Exercise aim:
Rewrite the data below as a numbered list, one line per entry, omitting blank lines. Leave the pictures out of your answer.

# start of Recorded information

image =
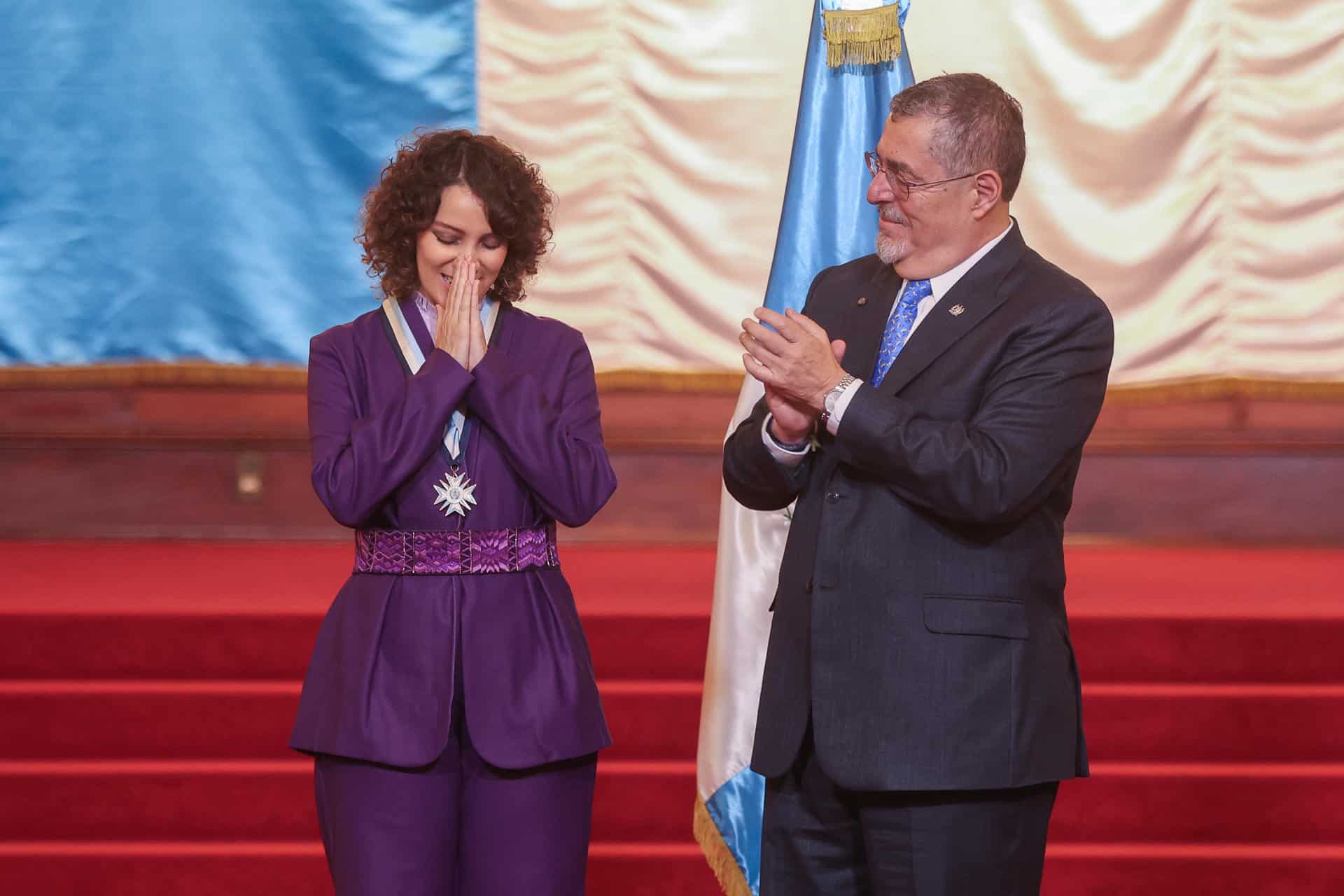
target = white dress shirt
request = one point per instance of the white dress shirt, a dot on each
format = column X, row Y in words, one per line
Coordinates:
column 941, row 285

# end of Recorded information

Answer to the problem:
1. image =
2. target = white dress shirt
3. request = one point per instance of the white dress shirt, a dot on each
4. format = column X, row Y in words, one per line
5. Coordinates:
6. column 941, row 285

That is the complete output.